Task: Below are several records. Retype exactly those lines running from the one with "Mark the innermost point of each instance of the tall" through the one with "Question. Provide the position of each instance of the group", end lines included, and no others.

Supplied entries:
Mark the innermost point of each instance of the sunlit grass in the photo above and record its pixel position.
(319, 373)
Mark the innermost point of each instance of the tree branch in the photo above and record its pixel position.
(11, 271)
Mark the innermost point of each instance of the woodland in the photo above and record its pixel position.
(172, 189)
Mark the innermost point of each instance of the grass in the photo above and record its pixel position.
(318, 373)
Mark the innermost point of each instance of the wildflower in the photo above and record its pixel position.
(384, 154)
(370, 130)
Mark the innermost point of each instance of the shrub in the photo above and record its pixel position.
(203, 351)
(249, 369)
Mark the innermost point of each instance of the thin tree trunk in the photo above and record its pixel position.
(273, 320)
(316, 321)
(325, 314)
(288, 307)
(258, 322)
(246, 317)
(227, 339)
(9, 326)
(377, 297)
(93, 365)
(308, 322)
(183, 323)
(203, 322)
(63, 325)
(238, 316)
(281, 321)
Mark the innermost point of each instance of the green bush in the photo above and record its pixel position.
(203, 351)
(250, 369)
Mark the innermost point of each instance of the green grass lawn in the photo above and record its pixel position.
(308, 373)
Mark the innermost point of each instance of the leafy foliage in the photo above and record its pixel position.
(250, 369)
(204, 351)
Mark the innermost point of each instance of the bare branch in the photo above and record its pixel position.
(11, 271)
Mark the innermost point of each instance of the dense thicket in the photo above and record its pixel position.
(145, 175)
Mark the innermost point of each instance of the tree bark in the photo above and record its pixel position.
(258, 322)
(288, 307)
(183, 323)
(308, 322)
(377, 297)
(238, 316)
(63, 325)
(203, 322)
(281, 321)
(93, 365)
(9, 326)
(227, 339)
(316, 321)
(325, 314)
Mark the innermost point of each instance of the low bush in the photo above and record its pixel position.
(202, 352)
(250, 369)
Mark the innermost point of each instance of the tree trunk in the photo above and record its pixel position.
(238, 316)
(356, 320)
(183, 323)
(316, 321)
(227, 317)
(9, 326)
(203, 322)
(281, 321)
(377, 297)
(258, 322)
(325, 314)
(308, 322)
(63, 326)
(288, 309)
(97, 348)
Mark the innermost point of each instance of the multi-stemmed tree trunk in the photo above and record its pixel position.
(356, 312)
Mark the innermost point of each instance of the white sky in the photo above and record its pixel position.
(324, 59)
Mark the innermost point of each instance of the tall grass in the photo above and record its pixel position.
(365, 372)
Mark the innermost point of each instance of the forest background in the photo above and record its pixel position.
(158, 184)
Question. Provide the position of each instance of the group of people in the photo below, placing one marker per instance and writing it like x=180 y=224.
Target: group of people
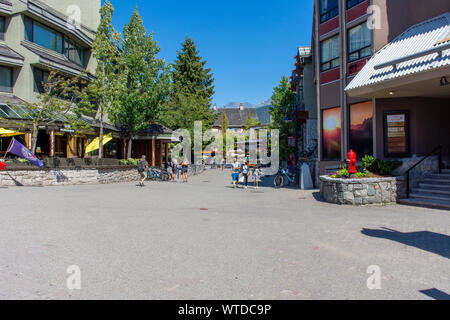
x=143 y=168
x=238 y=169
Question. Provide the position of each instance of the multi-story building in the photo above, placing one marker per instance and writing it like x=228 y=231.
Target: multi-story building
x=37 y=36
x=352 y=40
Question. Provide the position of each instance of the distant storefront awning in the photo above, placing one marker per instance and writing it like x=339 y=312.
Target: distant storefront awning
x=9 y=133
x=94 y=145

Written solution:
Mark the innermost point of each instance of the tall grass in the photo above and record its pixel position.
(365, 372)
Mark the innermost point of each instance of the forest background in the photo above and record its pixel position.
(158, 184)
Question. Provide the position of each instance of the group of people in the photo below, placing one marker per instance and writing it like x=180 y=224.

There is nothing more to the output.